**TASK DETAILS**
Copy out each line below that has the word "block" in it.

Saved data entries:

──────────

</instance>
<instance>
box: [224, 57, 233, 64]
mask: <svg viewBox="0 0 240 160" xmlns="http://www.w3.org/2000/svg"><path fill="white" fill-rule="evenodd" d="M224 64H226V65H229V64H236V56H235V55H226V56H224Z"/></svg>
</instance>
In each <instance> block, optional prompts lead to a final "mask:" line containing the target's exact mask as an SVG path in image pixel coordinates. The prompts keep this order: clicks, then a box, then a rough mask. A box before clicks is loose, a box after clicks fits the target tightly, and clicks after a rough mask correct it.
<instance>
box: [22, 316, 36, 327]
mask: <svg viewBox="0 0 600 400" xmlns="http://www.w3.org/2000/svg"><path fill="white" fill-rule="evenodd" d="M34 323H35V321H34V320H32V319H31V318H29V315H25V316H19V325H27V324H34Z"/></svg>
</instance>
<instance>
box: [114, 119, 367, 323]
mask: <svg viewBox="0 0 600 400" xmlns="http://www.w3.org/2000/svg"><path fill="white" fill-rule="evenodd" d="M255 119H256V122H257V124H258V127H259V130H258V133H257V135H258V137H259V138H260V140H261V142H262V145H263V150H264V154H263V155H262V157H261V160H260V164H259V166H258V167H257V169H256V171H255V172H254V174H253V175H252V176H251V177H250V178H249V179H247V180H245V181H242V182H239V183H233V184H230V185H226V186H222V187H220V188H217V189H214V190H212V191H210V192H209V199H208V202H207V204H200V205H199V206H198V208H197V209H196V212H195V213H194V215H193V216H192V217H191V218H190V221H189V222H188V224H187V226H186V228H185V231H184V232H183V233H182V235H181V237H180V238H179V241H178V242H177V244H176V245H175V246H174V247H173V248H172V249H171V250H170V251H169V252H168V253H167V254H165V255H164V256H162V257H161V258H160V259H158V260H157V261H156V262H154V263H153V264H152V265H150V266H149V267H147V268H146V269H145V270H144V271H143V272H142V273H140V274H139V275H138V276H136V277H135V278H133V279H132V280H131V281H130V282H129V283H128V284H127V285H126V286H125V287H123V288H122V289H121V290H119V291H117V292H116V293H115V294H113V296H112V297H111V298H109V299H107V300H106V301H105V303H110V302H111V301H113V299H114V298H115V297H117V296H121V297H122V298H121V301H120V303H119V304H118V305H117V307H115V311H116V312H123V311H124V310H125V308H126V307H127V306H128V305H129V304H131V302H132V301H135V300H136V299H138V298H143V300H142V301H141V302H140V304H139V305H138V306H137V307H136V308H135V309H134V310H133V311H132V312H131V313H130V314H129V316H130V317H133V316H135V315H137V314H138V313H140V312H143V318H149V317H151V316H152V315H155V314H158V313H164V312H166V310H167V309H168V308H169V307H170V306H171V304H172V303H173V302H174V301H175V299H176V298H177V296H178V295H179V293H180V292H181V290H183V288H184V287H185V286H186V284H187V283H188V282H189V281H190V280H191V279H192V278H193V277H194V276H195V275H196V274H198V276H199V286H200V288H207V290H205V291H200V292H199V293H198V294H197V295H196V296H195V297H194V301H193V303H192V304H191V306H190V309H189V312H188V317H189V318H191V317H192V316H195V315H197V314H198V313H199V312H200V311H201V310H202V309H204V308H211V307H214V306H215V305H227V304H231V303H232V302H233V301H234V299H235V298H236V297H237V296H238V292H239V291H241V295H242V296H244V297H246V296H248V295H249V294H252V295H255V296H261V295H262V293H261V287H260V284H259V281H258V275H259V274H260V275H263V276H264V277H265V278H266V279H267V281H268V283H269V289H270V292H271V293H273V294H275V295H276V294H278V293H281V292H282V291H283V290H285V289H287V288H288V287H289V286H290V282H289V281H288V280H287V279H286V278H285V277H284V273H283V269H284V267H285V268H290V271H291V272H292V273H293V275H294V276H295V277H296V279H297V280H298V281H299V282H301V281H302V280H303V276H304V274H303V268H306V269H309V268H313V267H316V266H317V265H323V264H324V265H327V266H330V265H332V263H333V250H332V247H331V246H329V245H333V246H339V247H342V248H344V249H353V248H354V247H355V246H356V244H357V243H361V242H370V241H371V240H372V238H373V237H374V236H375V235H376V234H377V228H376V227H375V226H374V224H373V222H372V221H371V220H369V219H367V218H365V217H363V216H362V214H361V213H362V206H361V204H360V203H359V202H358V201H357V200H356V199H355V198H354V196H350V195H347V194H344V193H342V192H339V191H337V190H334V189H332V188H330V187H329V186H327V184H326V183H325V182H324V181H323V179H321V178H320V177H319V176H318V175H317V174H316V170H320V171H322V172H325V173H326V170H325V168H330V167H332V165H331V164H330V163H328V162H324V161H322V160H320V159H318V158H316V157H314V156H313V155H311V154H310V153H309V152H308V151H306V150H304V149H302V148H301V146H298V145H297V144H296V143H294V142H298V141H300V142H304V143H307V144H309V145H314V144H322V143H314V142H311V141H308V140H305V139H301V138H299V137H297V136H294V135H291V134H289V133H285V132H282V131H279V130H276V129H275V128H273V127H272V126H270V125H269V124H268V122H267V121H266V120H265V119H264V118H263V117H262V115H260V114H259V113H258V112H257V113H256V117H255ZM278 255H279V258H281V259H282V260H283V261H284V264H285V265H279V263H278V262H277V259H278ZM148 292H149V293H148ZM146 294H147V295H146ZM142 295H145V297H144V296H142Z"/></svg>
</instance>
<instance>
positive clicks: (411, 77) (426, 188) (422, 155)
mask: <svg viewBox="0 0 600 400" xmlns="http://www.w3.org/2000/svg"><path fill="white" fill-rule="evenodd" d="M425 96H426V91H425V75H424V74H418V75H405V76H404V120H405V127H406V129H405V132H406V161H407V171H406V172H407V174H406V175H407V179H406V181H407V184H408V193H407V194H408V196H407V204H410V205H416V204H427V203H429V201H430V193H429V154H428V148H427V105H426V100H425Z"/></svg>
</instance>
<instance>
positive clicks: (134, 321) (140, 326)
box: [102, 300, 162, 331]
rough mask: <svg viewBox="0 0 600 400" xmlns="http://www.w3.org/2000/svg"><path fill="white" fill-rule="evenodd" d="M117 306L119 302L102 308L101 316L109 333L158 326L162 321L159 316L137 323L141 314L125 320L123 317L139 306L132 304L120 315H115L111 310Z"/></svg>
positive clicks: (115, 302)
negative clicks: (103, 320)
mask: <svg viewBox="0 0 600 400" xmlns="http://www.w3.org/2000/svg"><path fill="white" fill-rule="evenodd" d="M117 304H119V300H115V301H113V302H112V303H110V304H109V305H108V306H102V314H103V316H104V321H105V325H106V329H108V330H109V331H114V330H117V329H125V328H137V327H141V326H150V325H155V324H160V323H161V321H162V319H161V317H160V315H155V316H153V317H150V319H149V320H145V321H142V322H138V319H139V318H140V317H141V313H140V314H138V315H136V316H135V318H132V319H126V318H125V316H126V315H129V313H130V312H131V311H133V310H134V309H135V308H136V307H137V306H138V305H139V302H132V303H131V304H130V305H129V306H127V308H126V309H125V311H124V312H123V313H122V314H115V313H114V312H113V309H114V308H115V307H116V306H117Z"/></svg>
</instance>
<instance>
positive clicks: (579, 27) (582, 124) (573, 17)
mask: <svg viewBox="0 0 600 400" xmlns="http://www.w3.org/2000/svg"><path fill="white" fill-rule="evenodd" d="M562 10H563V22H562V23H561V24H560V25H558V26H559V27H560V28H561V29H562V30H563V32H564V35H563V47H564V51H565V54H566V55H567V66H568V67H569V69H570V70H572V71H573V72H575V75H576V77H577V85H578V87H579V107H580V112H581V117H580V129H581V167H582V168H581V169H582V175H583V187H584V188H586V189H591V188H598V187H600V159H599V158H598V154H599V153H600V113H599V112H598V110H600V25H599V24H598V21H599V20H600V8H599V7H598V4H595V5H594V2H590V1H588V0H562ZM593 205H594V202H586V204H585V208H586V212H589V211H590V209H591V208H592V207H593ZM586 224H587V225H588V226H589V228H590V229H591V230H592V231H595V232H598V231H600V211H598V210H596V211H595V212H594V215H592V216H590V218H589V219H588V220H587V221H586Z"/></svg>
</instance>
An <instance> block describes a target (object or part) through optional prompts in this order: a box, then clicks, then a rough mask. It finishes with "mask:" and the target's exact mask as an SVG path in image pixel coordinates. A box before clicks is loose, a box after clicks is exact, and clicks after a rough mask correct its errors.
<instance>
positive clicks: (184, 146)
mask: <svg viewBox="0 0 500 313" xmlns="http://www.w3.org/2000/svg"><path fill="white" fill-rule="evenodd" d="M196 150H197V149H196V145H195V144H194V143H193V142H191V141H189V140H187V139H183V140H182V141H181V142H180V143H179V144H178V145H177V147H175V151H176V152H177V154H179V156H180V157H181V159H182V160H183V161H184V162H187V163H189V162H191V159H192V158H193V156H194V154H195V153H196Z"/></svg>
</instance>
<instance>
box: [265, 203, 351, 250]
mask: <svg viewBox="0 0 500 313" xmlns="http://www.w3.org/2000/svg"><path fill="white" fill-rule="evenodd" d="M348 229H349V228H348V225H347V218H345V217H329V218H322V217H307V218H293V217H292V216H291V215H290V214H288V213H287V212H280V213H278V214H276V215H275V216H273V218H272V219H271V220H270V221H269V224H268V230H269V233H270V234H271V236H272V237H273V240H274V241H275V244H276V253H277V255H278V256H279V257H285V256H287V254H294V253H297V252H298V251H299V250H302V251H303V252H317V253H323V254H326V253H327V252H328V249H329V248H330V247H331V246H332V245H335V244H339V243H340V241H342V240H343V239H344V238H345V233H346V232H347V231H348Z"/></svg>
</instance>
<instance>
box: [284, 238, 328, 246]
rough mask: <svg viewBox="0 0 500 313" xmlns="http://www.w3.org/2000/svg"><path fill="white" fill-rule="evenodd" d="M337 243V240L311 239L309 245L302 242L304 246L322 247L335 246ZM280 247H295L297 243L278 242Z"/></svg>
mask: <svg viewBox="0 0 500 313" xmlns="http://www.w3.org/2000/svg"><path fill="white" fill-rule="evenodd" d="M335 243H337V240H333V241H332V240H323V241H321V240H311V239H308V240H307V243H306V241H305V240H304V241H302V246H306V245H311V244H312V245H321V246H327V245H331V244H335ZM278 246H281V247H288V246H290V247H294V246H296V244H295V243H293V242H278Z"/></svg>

──────────

**RESPONSE**
In each <instance> block, optional prompts lead to a final "mask:" line containing the target's exact mask as an SVG path in image pixel coordinates. The prompts keep this order: clicks, then a box, then a rough mask. A box before clicks is loose, a box after clicks fits the target tightly, and clicks after a rough mask correct it.
An <instance> block describes a target (object or part) through optional prompts in this order: a box, then clicks, then a rough mask. It finishes with "mask:" and the target's exact mask as an SVG path in image pixel coordinates. A box before clicks is loose, a box after clicks is exact, and clicks after a rough mask correct its errors.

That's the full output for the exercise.